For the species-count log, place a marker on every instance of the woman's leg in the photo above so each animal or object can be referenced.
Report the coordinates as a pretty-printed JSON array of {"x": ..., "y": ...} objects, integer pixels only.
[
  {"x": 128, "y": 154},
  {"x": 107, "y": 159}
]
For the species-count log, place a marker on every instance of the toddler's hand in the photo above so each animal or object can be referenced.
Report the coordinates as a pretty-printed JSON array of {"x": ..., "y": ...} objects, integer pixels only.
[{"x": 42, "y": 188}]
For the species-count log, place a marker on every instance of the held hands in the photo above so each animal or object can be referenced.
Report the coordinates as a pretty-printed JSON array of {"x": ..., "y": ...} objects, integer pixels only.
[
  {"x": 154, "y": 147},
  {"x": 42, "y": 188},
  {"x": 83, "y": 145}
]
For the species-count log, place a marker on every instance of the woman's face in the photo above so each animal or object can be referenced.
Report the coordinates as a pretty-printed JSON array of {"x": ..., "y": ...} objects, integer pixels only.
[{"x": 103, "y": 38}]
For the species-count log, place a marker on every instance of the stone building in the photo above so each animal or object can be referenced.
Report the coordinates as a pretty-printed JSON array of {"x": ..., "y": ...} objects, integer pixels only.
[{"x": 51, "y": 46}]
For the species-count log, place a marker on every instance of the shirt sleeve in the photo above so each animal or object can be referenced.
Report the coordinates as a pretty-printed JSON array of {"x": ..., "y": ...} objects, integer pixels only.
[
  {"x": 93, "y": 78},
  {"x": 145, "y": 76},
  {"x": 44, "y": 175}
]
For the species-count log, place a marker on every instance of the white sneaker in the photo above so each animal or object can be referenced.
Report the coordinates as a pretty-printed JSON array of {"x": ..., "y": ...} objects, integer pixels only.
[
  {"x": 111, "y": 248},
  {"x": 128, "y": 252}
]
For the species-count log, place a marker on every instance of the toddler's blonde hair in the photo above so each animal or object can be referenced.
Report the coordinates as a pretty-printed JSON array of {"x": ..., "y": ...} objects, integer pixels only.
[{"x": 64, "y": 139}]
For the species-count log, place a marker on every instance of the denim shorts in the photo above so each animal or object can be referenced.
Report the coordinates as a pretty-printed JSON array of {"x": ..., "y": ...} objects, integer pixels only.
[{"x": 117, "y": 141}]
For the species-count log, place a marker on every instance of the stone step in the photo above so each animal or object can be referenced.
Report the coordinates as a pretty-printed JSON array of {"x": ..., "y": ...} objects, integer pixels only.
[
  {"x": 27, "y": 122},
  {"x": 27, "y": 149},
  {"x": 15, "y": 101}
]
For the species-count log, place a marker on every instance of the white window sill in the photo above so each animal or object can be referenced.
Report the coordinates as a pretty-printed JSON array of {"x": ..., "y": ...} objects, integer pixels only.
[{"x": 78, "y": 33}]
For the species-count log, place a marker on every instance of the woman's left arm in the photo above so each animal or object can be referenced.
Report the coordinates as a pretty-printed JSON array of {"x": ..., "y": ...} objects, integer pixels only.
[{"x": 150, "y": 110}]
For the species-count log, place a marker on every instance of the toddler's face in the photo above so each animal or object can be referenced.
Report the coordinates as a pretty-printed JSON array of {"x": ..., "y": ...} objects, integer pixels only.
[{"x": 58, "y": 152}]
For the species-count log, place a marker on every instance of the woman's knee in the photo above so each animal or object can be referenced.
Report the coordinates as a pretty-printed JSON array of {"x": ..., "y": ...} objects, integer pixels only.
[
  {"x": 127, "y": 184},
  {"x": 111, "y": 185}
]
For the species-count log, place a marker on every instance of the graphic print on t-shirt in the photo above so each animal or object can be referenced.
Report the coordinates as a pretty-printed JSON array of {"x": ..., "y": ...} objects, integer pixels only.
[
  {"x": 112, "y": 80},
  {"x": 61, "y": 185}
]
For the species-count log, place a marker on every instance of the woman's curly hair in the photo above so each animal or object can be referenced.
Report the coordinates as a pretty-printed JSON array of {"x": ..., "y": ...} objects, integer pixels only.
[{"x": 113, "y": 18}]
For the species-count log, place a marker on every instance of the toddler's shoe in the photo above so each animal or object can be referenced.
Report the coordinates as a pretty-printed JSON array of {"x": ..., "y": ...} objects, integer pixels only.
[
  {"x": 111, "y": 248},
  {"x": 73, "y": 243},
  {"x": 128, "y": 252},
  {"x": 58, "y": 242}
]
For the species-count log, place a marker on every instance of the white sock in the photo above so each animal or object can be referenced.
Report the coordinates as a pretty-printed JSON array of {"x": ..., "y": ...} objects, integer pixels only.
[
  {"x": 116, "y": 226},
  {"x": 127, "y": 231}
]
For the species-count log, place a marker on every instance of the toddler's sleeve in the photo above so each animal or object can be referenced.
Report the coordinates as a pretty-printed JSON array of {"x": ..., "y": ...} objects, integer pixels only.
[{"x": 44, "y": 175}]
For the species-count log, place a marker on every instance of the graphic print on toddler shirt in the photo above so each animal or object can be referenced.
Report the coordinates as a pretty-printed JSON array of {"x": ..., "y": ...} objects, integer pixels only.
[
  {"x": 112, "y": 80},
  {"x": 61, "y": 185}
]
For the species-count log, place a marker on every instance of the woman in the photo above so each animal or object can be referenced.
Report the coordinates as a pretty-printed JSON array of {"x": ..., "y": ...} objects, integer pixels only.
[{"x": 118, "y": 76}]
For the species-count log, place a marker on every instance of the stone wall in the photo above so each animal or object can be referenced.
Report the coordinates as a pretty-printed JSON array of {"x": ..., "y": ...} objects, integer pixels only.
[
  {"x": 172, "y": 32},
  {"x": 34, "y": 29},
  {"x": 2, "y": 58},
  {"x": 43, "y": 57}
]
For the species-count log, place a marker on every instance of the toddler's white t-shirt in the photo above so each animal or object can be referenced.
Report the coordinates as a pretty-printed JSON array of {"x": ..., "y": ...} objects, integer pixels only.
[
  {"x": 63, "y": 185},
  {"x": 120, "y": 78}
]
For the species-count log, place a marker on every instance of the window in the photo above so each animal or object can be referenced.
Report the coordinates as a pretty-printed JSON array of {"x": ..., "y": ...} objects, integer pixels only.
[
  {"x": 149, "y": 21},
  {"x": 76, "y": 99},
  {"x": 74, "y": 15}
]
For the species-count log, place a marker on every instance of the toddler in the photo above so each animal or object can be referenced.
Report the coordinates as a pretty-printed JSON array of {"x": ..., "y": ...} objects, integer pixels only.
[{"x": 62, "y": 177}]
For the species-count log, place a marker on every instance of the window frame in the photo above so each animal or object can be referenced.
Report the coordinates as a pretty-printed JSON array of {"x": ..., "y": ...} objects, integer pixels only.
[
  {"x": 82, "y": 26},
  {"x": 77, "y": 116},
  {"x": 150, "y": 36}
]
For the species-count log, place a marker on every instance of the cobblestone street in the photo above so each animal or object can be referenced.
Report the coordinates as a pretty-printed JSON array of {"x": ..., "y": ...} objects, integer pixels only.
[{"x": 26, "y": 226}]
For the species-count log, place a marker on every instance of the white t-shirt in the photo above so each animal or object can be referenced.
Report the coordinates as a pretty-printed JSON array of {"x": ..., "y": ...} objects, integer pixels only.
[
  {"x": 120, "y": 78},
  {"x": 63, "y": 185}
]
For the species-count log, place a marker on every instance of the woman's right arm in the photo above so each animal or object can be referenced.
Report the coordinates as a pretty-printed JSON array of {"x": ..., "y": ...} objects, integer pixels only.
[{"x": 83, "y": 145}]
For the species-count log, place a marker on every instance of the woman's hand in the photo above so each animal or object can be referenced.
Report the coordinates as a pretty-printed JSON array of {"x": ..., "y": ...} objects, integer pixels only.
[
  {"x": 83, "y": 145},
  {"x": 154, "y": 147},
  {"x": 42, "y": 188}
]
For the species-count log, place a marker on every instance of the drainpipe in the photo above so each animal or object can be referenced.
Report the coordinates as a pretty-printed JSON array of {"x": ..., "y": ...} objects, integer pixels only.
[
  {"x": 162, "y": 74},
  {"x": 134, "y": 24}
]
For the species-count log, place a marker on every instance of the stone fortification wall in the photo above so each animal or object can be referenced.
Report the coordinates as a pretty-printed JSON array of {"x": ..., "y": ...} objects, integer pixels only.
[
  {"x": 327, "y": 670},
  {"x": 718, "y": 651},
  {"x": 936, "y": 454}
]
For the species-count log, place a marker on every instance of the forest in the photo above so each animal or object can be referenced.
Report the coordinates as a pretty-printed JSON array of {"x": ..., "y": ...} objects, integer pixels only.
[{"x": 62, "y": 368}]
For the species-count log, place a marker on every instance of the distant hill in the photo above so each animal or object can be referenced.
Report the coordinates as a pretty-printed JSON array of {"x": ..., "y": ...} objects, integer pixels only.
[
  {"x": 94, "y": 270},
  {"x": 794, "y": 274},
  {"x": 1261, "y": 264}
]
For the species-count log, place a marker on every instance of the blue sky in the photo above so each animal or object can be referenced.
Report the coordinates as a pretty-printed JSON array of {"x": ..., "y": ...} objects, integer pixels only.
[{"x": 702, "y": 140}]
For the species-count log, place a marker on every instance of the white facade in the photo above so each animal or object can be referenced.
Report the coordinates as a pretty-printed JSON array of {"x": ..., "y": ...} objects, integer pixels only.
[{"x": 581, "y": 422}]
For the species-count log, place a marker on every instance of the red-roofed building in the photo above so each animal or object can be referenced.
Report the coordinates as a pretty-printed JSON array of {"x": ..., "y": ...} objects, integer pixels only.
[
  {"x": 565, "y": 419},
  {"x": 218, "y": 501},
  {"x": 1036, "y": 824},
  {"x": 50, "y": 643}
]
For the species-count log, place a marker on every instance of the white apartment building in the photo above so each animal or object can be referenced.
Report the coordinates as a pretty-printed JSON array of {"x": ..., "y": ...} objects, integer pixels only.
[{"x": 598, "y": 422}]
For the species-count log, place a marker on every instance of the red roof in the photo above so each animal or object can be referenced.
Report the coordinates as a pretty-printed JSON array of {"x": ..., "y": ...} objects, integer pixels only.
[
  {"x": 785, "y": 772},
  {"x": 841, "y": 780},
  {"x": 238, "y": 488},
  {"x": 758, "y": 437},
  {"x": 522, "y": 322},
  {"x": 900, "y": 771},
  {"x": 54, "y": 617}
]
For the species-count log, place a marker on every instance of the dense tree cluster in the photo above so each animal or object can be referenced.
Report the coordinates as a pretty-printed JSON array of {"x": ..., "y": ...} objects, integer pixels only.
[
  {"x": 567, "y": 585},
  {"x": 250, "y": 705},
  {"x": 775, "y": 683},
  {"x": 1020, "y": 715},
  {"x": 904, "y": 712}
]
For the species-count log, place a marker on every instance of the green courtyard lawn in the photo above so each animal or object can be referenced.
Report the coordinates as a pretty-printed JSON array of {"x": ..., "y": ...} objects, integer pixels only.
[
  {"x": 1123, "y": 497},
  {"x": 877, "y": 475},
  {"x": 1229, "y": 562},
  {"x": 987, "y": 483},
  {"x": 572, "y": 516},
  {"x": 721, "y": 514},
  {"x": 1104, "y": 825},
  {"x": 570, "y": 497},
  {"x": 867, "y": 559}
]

------

BRIEF — Locate the line that contains "of the dense", then please quote it and every line after it to the end of the entries above, exactly and with nothing else.

ANSWER TO THE PROBLEM —
For the species-count log, place a marker on every instance of the dense tree cluster in the photo above so each animal or object can be referenced.
Report the coordinates as a pretty-printed JSON array of {"x": ..., "y": ...} objects, integer pixels only.
[
  {"x": 567, "y": 585},
  {"x": 250, "y": 705},
  {"x": 775, "y": 683},
  {"x": 1020, "y": 715},
  {"x": 904, "y": 712}
]
For the species-count log, place a marker on every instance of the green courtyard lawn in the photo above so each animal or object can be referenced.
Report the coordinates as a pretty-printed JSON array of {"x": ..., "y": ...} objects, integer pixels only.
[
  {"x": 1123, "y": 497},
  {"x": 877, "y": 475},
  {"x": 1229, "y": 562},
  {"x": 987, "y": 483},
  {"x": 572, "y": 516},
  {"x": 721, "y": 514},
  {"x": 1104, "y": 825},
  {"x": 570, "y": 497},
  {"x": 867, "y": 559}
]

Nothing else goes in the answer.